Data records:
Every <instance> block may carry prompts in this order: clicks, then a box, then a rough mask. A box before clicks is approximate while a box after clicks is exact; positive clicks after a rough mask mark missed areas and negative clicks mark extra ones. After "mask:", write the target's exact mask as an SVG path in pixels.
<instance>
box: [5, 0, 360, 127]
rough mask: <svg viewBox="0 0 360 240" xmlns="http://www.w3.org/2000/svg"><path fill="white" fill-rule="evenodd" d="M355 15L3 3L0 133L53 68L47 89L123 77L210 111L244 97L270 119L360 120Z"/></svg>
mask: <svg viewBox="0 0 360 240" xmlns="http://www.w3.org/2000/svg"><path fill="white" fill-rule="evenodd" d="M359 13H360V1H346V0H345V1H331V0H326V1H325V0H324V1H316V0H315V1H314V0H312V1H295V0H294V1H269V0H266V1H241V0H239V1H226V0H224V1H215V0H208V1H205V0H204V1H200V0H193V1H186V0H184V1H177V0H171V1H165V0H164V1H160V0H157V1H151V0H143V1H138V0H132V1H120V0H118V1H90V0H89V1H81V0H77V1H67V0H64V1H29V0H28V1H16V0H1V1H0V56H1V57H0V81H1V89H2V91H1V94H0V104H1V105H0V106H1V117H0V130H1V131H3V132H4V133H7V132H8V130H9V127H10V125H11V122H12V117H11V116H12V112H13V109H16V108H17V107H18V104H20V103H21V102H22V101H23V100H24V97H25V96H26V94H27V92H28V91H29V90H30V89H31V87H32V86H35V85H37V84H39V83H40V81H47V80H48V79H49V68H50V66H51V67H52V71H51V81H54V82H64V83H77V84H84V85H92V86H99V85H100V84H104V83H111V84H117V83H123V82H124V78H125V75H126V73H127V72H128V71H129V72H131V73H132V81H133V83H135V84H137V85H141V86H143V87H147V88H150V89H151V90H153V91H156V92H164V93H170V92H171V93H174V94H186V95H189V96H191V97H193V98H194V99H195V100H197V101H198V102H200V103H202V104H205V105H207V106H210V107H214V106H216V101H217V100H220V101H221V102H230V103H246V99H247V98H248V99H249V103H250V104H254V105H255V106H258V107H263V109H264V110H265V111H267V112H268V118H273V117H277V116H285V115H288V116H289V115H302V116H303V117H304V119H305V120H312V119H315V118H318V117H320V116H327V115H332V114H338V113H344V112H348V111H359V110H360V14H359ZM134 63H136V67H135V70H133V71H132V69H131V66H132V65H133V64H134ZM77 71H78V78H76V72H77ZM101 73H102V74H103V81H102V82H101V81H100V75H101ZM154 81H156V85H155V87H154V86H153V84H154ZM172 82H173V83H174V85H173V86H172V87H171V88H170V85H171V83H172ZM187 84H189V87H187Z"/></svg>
---
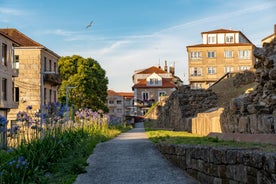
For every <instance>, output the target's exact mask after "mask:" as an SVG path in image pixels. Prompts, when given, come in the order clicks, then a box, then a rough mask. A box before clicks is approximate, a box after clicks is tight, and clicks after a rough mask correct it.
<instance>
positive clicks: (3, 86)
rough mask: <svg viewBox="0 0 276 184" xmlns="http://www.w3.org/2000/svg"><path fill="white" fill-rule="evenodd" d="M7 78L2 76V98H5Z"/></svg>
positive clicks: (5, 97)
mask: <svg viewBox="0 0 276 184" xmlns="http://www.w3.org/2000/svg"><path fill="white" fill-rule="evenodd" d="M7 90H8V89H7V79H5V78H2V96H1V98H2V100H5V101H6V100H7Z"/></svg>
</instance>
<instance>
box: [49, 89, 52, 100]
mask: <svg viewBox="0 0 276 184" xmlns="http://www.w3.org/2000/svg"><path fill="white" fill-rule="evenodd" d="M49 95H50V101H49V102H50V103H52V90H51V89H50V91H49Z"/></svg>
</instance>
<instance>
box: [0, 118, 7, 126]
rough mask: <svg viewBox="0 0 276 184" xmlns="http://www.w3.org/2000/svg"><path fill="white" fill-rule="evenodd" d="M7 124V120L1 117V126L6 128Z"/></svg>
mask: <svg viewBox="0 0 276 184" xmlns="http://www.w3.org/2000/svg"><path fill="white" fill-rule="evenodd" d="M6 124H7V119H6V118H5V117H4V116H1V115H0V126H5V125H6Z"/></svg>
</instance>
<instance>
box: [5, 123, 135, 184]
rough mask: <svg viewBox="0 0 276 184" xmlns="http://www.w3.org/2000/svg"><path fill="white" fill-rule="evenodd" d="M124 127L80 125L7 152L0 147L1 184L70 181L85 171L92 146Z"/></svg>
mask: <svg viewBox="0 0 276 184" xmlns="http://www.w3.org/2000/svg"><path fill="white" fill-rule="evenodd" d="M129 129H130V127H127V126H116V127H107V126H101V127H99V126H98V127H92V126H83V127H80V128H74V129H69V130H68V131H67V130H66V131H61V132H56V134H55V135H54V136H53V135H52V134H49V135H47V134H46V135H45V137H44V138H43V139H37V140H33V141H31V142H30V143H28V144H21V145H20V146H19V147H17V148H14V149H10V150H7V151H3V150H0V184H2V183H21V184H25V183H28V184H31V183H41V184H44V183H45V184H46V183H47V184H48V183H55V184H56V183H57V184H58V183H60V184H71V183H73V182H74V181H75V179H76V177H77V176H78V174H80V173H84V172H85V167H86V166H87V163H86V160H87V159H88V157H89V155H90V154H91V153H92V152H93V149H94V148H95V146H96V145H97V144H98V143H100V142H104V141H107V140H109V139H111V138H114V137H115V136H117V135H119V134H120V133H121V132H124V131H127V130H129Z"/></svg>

Task requirements:
Report each line of the listing above that uses the word "approximate".

Written reply:
Every <instance> block may carry prompts in this order: clicks, then a box, then a rough mask. A box before clicks is approximate while a box after clicks is exact; positive clicks after a rough mask mark missed areas and negative clicks mark extra ones. After "mask:", write the target's exact mask as an SVG path in pixels.
For every <instance>, output the target's exact mask after "mask:" as an SVG path in image pixels. Prompts, when given, come in the order clicks, then a box, then a rough mask. A box before clicks is approximate, a box after clicks is tight, and clicks after a rough mask correct it.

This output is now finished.